* What this exercise asks *
1 - Using the passage on penis envy and women's desires, decide whether each statement agrees with it: (a) The writer accepts that women are born with penis envy. (b) The text quotes Rachel speaking to Jacob. (c) The text says all of these desires are rooted in biology. Answer yes or no for each, quoting the deciding words of the passage exactly.
2 - From the passage on penis envy and women's desires, write out word for word the stretch from "Fourth, there is" through "every thing else.".
━━ Text provided ━━
Fourth, there is the vexed question of penis envy. If I have understood you correctly, you believe that it is something women are born with and which seizes them from the moment they understand, at a tender age, that they do not have a penis. I must say I am not sure I follow you here. Instead, I am open to Karen Horney’s idea that the reason why women suffer from penis envy—and they do!—is because the penis symbolizes all the advantages men enjoy in society. It is, so to speak, a shortcut to every thing else.

Finally, as you have said and written many times, every woman, if she is a real woman and not some kind of abomination, wants a child with all her heart. As the Biblical Rachel told her husband Jacob,“give me sons, or else I die.”

I would think that each of these desires on its own is straightforward enough. However, together they are anything but. Some of them women have in common with men, whereas others are theirs alone. Some overlap,whereas others contradict each other. Some are rooted in biology, others not. Since their relative importance changes from one person to another as well as overtime, they are also fluid. Age, upbringing, social circumstances, etc. intrude on the psyche, with the result that the number of possible variations is infinite.No two women, and no two men, are the same! That is precisely what makes the topic endlessly complex—and, as the art of all times and places shows,endlessly fascinating as well.
━━━
━━ Recorded data ━━
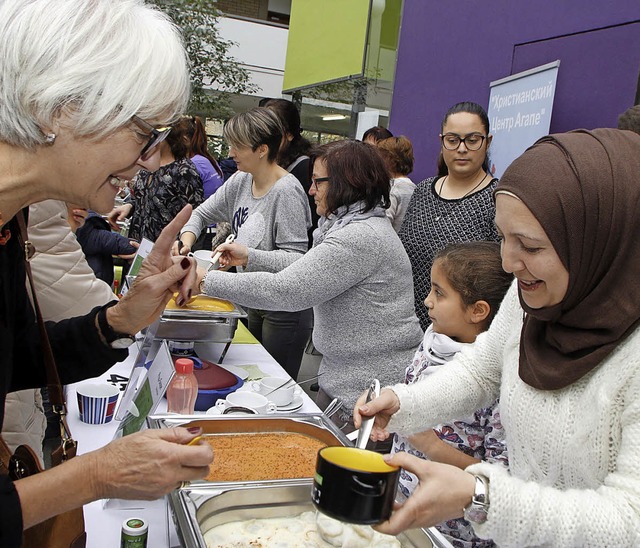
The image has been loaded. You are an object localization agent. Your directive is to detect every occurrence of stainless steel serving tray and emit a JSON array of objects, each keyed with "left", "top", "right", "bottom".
[
  {"left": 170, "top": 480, "right": 451, "bottom": 548},
  {"left": 147, "top": 413, "right": 452, "bottom": 548},
  {"left": 147, "top": 413, "right": 352, "bottom": 460}
]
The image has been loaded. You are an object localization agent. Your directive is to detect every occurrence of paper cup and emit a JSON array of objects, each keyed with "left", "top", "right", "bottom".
[
  {"left": 76, "top": 383, "right": 120, "bottom": 424},
  {"left": 216, "top": 390, "right": 277, "bottom": 415},
  {"left": 193, "top": 249, "right": 212, "bottom": 270},
  {"left": 250, "top": 377, "right": 302, "bottom": 407}
]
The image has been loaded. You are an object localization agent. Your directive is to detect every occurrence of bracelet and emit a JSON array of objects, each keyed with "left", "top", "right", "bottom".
[{"left": 198, "top": 272, "right": 208, "bottom": 294}]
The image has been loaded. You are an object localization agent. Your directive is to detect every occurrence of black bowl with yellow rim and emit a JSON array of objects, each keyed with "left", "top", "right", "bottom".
[{"left": 312, "top": 447, "right": 400, "bottom": 525}]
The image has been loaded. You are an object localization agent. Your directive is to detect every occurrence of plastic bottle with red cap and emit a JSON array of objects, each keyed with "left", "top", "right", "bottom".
[{"left": 167, "top": 358, "right": 198, "bottom": 415}]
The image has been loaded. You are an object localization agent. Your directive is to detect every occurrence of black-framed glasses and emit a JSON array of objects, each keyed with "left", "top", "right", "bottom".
[
  {"left": 311, "top": 179, "right": 329, "bottom": 192},
  {"left": 440, "top": 133, "right": 486, "bottom": 150},
  {"left": 131, "top": 116, "right": 171, "bottom": 160}
]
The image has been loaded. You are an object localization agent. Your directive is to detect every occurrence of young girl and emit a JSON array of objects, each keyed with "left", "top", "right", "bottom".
[{"left": 392, "top": 242, "right": 513, "bottom": 548}]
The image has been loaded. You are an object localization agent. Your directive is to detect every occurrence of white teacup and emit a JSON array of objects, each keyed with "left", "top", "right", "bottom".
[
  {"left": 250, "top": 377, "right": 302, "bottom": 407},
  {"left": 192, "top": 249, "right": 218, "bottom": 270},
  {"left": 216, "top": 391, "right": 277, "bottom": 415}
]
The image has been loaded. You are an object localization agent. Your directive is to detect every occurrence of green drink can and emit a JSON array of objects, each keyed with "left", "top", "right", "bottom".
[{"left": 120, "top": 518, "right": 149, "bottom": 548}]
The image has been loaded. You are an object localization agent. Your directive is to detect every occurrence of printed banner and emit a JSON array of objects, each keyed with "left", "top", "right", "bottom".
[{"left": 488, "top": 61, "right": 560, "bottom": 178}]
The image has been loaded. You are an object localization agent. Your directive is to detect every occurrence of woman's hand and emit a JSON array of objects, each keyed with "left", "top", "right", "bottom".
[
  {"left": 107, "top": 205, "right": 197, "bottom": 335},
  {"left": 87, "top": 427, "right": 213, "bottom": 500},
  {"left": 171, "top": 240, "right": 191, "bottom": 257},
  {"left": 14, "top": 428, "right": 213, "bottom": 529},
  {"left": 116, "top": 240, "right": 140, "bottom": 261},
  {"left": 220, "top": 242, "right": 249, "bottom": 268},
  {"left": 171, "top": 231, "right": 198, "bottom": 256},
  {"left": 409, "top": 429, "right": 480, "bottom": 470},
  {"left": 353, "top": 388, "right": 400, "bottom": 441},
  {"left": 374, "top": 452, "right": 475, "bottom": 535},
  {"left": 107, "top": 204, "right": 133, "bottom": 231}
]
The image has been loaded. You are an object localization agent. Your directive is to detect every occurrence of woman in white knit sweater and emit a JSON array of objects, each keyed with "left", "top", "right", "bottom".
[{"left": 355, "top": 129, "right": 640, "bottom": 547}]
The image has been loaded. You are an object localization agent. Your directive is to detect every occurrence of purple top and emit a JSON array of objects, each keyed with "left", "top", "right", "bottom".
[{"left": 191, "top": 154, "right": 224, "bottom": 200}]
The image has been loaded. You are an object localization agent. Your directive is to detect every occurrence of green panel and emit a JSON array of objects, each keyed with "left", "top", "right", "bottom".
[
  {"left": 365, "top": 0, "right": 402, "bottom": 82},
  {"left": 283, "top": 0, "right": 369, "bottom": 91}
]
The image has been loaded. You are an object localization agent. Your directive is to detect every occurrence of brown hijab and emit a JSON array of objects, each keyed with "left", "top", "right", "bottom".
[{"left": 496, "top": 129, "right": 640, "bottom": 390}]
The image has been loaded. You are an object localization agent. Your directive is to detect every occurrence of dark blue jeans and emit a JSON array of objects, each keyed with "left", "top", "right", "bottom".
[{"left": 247, "top": 308, "right": 313, "bottom": 379}]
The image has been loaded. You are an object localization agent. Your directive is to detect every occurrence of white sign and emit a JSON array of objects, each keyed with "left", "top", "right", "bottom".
[{"left": 488, "top": 61, "right": 560, "bottom": 178}]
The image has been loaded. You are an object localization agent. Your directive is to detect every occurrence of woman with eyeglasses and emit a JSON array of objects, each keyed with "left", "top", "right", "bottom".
[
  {"left": 173, "top": 107, "right": 311, "bottom": 379},
  {"left": 399, "top": 102, "right": 498, "bottom": 330},
  {"left": 186, "top": 140, "right": 422, "bottom": 432},
  {"left": 0, "top": 0, "right": 213, "bottom": 546},
  {"left": 109, "top": 121, "right": 204, "bottom": 242}
]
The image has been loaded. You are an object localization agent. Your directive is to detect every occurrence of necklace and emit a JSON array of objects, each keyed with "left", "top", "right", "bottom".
[{"left": 436, "top": 173, "right": 489, "bottom": 221}]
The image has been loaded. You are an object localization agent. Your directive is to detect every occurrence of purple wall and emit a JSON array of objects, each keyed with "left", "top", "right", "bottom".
[{"left": 389, "top": 0, "right": 640, "bottom": 182}]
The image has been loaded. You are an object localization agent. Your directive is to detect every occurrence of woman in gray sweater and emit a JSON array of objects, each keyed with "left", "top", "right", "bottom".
[
  {"left": 193, "top": 141, "right": 422, "bottom": 430},
  {"left": 174, "top": 108, "right": 311, "bottom": 378}
]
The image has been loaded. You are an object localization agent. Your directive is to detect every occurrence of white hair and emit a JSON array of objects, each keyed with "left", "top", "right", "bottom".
[{"left": 0, "top": 0, "right": 190, "bottom": 148}]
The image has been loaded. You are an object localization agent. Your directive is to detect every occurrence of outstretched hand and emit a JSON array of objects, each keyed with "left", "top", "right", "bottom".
[
  {"left": 374, "top": 452, "right": 475, "bottom": 535},
  {"left": 107, "top": 205, "right": 197, "bottom": 335},
  {"left": 87, "top": 427, "right": 213, "bottom": 500},
  {"left": 214, "top": 242, "right": 249, "bottom": 268},
  {"left": 353, "top": 388, "right": 400, "bottom": 441}
]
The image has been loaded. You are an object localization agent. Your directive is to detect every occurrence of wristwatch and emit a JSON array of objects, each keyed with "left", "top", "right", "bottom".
[
  {"left": 464, "top": 475, "right": 489, "bottom": 523},
  {"left": 97, "top": 301, "right": 136, "bottom": 350}
]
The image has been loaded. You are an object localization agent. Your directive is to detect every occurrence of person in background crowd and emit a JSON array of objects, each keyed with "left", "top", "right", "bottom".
[
  {"left": 175, "top": 116, "right": 224, "bottom": 200},
  {"left": 0, "top": 0, "right": 213, "bottom": 546},
  {"left": 76, "top": 211, "right": 140, "bottom": 286},
  {"left": 618, "top": 105, "right": 640, "bottom": 134},
  {"left": 192, "top": 140, "right": 422, "bottom": 432},
  {"left": 218, "top": 158, "right": 238, "bottom": 181},
  {"left": 354, "top": 129, "right": 640, "bottom": 547},
  {"left": 174, "top": 107, "right": 311, "bottom": 379},
  {"left": 362, "top": 126, "right": 393, "bottom": 145},
  {"left": 260, "top": 99, "right": 320, "bottom": 372},
  {"left": 260, "top": 99, "right": 319, "bottom": 240},
  {"left": 398, "top": 102, "right": 498, "bottom": 330},
  {"left": 391, "top": 242, "right": 513, "bottom": 548},
  {"left": 376, "top": 135, "right": 416, "bottom": 232},
  {"left": 108, "top": 121, "right": 204, "bottom": 242}
]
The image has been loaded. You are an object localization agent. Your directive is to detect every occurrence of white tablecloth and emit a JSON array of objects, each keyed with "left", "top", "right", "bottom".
[{"left": 67, "top": 343, "right": 319, "bottom": 548}]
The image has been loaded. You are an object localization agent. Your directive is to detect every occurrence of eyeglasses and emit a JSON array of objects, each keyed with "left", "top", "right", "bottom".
[
  {"left": 131, "top": 116, "right": 171, "bottom": 160},
  {"left": 440, "top": 133, "right": 486, "bottom": 150},
  {"left": 311, "top": 176, "right": 329, "bottom": 192}
]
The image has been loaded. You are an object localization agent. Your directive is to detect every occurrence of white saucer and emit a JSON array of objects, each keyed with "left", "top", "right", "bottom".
[{"left": 278, "top": 395, "right": 304, "bottom": 412}]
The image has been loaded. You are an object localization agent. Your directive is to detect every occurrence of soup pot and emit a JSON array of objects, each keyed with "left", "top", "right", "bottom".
[{"left": 311, "top": 447, "right": 400, "bottom": 525}]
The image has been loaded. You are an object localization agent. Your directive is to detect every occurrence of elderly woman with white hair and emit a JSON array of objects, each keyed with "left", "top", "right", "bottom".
[{"left": 0, "top": 0, "right": 212, "bottom": 546}]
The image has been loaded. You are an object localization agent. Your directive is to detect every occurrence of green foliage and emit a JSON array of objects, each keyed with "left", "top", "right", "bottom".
[{"left": 153, "top": 0, "right": 258, "bottom": 119}]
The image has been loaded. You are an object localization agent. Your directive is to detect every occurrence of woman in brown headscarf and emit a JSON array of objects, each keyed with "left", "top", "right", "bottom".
[{"left": 354, "top": 129, "right": 640, "bottom": 546}]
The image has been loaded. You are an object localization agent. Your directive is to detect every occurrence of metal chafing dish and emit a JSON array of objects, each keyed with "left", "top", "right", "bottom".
[
  {"left": 148, "top": 413, "right": 450, "bottom": 548},
  {"left": 144, "top": 303, "right": 247, "bottom": 343},
  {"left": 171, "top": 480, "right": 451, "bottom": 548}
]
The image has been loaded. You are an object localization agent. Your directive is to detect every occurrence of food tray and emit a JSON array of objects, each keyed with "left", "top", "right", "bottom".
[
  {"left": 148, "top": 413, "right": 351, "bottom": 486},
  {"left": 150, "top": 303, "right": 247, "bottom": 343},
  {"left": 169, "top": 480, "right": 451, "bottom": 548}
]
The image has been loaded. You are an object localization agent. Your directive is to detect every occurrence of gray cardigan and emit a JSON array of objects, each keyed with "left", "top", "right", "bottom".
[
  {"left": 205, "top": 217, "right": 423, "bottom": 407},
  {"left": 182, "top": 171, "right": 311, "bottom": 270}
]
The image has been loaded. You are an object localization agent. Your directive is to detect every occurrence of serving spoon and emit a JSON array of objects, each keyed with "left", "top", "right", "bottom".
[{"left": 355, "top": 379, "right": 380, "bottom": 449}]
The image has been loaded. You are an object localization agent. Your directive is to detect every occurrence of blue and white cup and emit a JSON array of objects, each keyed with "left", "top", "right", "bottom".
━━━
* Answers provided *
1 -
(a) No: "I must say I am not sure I follow you here."
(b) Yes: "As the Biblical Rachel told her husband Jacob"
(c) No: "Some are rooted in biology, others not."

2 -
Fourth, there is the vexed question of penis envy. If I have understood you correctly, you believe that it is something women are born with and which seizes them from the moment they understand, at a tender age, that they do not have a penis. I must say I am not sure I follow you here. Instead, I am open to Karen Horney’s idea that the reason why women suffer from penis envy—and they do!—is because the penis symbolizes all the advantages men enjoy in society. It is, so to speak, a shortcut to every thing else.